Challenge
Recast the items below as a two-column CSV with the columns "item_text" and "answer", giving one row per item. Place each item's text and its answer in a single quoted field, replace line breaks with spaces, and leave the pictures out.

Task input
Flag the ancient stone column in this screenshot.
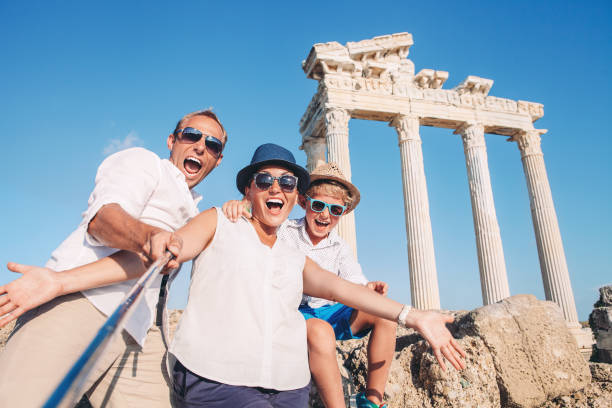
[513,130,579,327]
[455,123,510,305]
[390,115,440,309]
[325,108,357,256]
[302,137,327,172]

The answer
item_text,answer
"Flag the ancient stone column in this screenshot.","[513,130,579,327] [455,123,510,305] [390,115,440,309] [325,108,357,256] [302,137,327,172]"